Given text: Begin

The paper "CBVS: A Large-Scale Chinese Image-Text Benchmark for Real-World Short Video Search Scenarios" (arXiv ID: (2401.10475)) addresses the challenge of developing effective Vision-LLMs (VLMs) for short video search scenarios, specifically focusing on the morphological differences between traditional open domain images and user-originated short video covers. The authors introduce CBVS, the largest publicly available Chinese dataset compiled for video cover-image-text pairing. The dataset is divided into unsupervised versions (CBVS-5M and CBVS-10M) and a curated benchmark version (CBVS-20K).

Introduction

Short video covers present a unique challenge in the domain of image-text retrieval due to their user-originated nature, including post-processing alterations such as cropping and splicing, contrasting sharply with open domain images (Figure 1). The semantic richness added by manually crafted cover texts further complicates this domain. The authors leveraged this distinction to create the CBVS dataset, designed to fill current gaps, offering extensive data for developing and evaluating models in Chinese short video search scenarios.

Given text: End
Available data: Begin

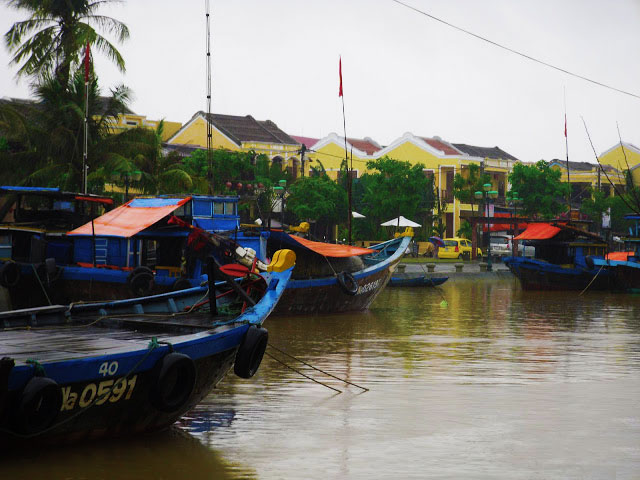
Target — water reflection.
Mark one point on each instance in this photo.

Available data: End
Available data: Begin

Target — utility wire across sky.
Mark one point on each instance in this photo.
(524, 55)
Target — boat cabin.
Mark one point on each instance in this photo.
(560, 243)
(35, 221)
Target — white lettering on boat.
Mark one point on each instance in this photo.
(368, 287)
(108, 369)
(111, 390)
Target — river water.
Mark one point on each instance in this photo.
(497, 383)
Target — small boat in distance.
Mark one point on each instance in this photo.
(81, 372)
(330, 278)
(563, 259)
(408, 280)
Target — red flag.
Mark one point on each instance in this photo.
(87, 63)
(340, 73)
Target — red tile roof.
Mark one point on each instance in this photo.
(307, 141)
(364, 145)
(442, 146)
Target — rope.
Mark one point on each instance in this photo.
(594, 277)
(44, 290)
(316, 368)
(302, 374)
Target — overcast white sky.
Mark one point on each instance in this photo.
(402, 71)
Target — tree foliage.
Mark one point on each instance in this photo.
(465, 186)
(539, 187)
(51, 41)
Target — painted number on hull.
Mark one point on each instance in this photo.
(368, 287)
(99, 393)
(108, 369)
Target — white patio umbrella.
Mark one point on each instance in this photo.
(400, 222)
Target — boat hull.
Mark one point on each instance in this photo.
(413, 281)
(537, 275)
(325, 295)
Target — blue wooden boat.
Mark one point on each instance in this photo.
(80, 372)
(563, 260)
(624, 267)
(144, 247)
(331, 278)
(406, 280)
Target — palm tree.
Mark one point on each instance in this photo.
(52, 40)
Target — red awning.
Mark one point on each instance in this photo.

Available data: End

Activity 1:
Answer these questions from the CBVS text:
(a) What arXiv ID does the paper have?
(b) Which two versions of the dataset are unsupervised?
(c) Which post-processing alterations of short video covers are named?
Activity 2:
Please write out the part of the CBVS text starting at "Short video covers present" and ending at "video search scenarios.".

Reply 1:
(a) 2401.10475
(b) CBVS-5M and CBVS-10M
(c) Cropping and splicing

Reply 2:
Short video covers present a unique challenge in the domain of image-text retrieval due to their user-originated nature, including post-processing alterations such as cropping and splicing, contrasting sharply with open domain images (Figure 1). The semantic richness added by manually crafted cover texts further complicates this domain. The authors leveraged this distinction to create the CBVS dataset, designed to fill current gaps, offering extensive data for developing and evaluating models in Chinese short video search scenarios.